(Stored data entries)
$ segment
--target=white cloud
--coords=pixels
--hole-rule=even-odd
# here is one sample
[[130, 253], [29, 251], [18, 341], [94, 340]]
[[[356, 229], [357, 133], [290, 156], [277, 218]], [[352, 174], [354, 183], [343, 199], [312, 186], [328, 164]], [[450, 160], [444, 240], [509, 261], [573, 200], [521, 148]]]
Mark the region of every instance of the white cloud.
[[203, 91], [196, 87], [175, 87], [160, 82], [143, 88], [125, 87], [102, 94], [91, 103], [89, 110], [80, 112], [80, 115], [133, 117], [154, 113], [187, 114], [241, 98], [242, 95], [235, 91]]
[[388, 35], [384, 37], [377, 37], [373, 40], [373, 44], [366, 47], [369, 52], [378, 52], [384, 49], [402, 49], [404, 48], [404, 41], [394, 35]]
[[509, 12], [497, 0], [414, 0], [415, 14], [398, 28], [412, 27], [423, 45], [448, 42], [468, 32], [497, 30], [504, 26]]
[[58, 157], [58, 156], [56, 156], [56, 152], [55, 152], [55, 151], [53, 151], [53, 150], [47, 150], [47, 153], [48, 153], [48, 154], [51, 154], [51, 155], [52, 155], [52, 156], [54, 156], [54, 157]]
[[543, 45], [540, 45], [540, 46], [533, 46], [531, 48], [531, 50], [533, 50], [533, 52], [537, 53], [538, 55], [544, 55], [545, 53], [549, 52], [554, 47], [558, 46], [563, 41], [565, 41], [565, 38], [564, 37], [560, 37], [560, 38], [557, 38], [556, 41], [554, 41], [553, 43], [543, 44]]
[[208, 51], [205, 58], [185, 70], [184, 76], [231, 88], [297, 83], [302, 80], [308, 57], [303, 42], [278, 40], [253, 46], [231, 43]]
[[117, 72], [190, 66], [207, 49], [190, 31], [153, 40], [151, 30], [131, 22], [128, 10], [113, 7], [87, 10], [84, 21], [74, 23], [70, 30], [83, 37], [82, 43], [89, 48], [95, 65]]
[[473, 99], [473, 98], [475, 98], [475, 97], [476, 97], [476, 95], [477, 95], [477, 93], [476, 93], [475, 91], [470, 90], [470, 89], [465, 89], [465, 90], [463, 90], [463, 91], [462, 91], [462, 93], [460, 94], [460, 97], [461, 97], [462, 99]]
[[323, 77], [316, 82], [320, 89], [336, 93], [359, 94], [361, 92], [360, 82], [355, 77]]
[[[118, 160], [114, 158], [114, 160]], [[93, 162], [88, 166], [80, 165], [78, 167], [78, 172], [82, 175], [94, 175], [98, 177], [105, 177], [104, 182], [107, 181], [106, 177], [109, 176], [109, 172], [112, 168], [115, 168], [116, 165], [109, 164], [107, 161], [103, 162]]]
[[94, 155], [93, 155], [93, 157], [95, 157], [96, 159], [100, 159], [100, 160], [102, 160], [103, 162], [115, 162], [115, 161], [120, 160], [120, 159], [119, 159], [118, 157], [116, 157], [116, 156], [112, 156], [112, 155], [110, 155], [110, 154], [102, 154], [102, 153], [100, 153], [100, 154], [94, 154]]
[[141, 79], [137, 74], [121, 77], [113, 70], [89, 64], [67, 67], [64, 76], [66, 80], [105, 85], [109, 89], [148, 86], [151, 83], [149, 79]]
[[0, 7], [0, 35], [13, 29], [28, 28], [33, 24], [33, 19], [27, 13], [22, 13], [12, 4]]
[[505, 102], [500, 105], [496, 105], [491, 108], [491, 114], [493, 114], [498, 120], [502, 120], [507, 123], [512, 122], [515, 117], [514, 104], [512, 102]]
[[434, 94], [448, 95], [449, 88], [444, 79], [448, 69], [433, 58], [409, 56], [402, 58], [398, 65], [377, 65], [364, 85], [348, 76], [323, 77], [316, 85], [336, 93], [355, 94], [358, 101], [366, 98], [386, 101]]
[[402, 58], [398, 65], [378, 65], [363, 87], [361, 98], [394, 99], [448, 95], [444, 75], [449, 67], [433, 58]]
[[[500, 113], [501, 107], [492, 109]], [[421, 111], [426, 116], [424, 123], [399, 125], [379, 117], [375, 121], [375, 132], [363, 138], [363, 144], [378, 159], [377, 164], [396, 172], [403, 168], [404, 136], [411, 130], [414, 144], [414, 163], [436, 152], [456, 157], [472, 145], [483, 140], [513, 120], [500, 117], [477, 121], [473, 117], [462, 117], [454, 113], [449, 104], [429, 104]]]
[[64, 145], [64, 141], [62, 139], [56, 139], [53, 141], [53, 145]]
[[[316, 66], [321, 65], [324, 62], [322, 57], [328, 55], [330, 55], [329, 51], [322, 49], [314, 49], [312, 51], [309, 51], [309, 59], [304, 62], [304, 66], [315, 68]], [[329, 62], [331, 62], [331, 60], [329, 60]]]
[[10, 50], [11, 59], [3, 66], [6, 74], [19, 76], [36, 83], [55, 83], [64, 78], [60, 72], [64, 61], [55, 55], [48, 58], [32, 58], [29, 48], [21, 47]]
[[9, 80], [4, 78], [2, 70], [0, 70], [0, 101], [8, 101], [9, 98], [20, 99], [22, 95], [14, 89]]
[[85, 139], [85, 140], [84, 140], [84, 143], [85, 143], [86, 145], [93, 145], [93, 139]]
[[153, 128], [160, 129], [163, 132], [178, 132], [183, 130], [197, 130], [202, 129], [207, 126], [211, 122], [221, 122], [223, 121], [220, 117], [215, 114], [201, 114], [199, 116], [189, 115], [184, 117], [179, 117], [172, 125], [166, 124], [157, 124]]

WHAT THE TASK ASKS: Give the data back in full, matching it character for character.

YOUR SOLUTION:
$ segment
--target=white cloud
--coords=pixels
--hole-rule=even-odd
# here is one sample
[[130, 253], [29, 251], [18, 341], [94, 340]]
[[[356, 229], [357, 133], [290, 156], [277, 218]], [[352, 174], [354, 183], [343, 199], [312, 186], [328, 164]], [[450, 160], [444, 240], [509, 261], [573, 200], [521, 148]]]
Mark the region of every instance of the white cloud.
[[203, 91], [196, 87], [175, 87], [160, 82], [143, 88], [125, 87], [102, 94], [91, 103], [89, 110], [80, 112], [80, 115], [133, 117], [154, 113], [187, 114], [241, 98], [242, 95], [235, 91]]
[[388, 35], [384, 37], [377, 37], [373, 40], [373, 44], [366, 47], [369, 52], [378, 52], [384, 49], [402, 49], [404, 48], [404, 41], [394, 35]]
[[509, 12], [497, 0], [414, 0], [415, 14], [398, 28], [412, 27], [423, 45], [448, 42], [468, 32], [497, 30], [504, 26]]
[[58, 157], [58, 156], [56, 156], [56, 152], [55, 152], [55, 151], [53, 151], [53, 150], [47, 150], [47, 153], [48, 153], [48, 154], [51, 154], [51, 155], [52, 155], [52, 156], [54, 156], [54, 157]]
[[543, 45], [540, 45], [540, 46], [533, 46], [531, 48], [531, 50], [533, 50], [533, 52], [537, 53], [538, 55], [544, 55], [545, 53], [549, 52], [554, 47], [558, 46], [563, 41], [565, 41], [565, 38], [564, 37], [560, 37], [560, 38], [557, 38], [556, 41], [554, 41], [553, 43], [543, 44]]
[[208, 51], [205, 58], [185, 70], [184, 76], [231, 88], [297, 83], [302, 80], [308, 57], [303, 42], [278, 40], [253, 46], [231, 43]]
[[117, 72], [190, 66], [207, 49], [190, 31], [153, 40], [151, 30], [131, 22], [128, 10], [113, 7], [87, 10], [84, 21], [74, 23], [70, 30], [83, 37], [82, 43], [89, 48], [95, 65]]
[[473, 99], [473, 98], [475, 98], [475, 97], [476, 97], [476, 95], [477, 95], [477, 93], [476, 93], [475, 91], [470, 90], [470, 89], [465, 89], [465, 90], [463, 90], [463, 91], [462, 91], [462, 93], [460, 94], [460, 97], [461, 97], [462, 99]]
[[323, 77], [316, 82], [320, 89], [336, 93], [359, 94], [361, 92], [360, 82], [355, 77]]
[[[118, 160], [114, 158], [114, 160]], [[93, 162], [88, 166], [80, 165], [78, 167], [78, 172], [82, 175], [94, 175], [98, 177], [105, 177], [104, 182], [107, 181], [106, 177], [109, 176], [109, 172], [112, 168], [115, 168], [116, 165], [109, 164], [107, 161], [103, 162]]]
[[94, 155], [93, 155], [93, 157], [95, 157], [96, 159], [100, 159], [100, 160], [102, 160], [103, 162], [115, 162], [115, 161], [120, 160], [120, 159], [119, 159], [118, 157], [116, 157], [116, 156], [112, 156], [112, 155], [110, 155], [110, 154], [102, 154], [102, 153], [100, 153], [100, 154], [94, 154]]
[[141, 79], [137, 74], [121, 77], [113, 70], [89, 64], [67, 67], [64, 76], [66, 80], [105, 85], [109, 89], [148, 86], [151, 83], [149, 79]]
[[0, 7], [0, 35], [13, 29], [28, 28], [33, 24], [33, 19], [27, 13], [22, 13], [12, 4]]
[[505, 102], [500, 105], [496, 105], [491, 108], [491, 114], [493, 114], [498, 120], [502, 120], [507, 123], [512, 122], [515, 117], [514, 104], [512, 102]]
[[434, 94], [448, 95], [449, 88], [444, 79], [448, 69], [433, 58], [409, 56], [402, 58], [398, 65], [377, 65], [364, 85], [348, 76], [323, 77], [316, 85], [336, 93], [355, 94], [358, 101], [366, 98], [386, 101]]
[[402, 58], [398, 65], [378, 65], [363, 87], [361, 98], [394, 99], [448, 95], [444, 75], [449, 67], [433, 58]]
[[[500, 113], [501, 107], [492, 109]], [[421, 111], [426, 116], [424, 123], [399, 125], [379, 117], [375, 121], [375, 132], [363, 138], [363, 144], [378, 159], [377, 164], [396, 172], [403, 168], [404, 136], [411, 130], [414, 144], [414, 163], [436, 152], [456, 157], [472, 145], [483, 140], [513, 120], [500, 117], [477, 121], [473, 117], [462, 117], [454, 113], [449, 104], [429, 104]]]
[[64, 145], [64, 141], [62, 139], [56, 139], [53, 141], [53, 145]]
[[[316, 66], [321, 65], [324, 62], [322, 57], [328, 55], [330, 55], [329, 51], [322, 49], [314, 49], [312, 51], [309, 51], [309, 59], [304, 62], [304, 66], [315, 68]], [[329, 62], [331, 62], [331, 60], [329, 60]]]
[[10, 50], [11, 59], [3, 66], [6, 74], [19, 76], [36, 83], [55, 83], [64, 78], [60, 72], [64, 61], [55, 55], [48, 58], [32, 58], [29, 48], [21, 47]]
[[9, 80], [4, 78], [2, 70], [0, 70], [0, 101], [8, 101], [9, 98], [20, 99], [22, 95], [14, 89]]
[[85, 139], [85, 140], [84, 140], [84, 143], [85, 143], [86, 145], [93, 145], [93, 139]]
[[153, 128], [160, 129], [163, 132], [178, 132], [183, 130], [197, 130], [202, 129], [207, 126], [211, 122], [221, 122], [223, 121], [220, 117], [215, 114], [201, 114], [199, 116], [189, 115], [184, 117], [179, 117], [172, 125], [166, 124], [157, 124]]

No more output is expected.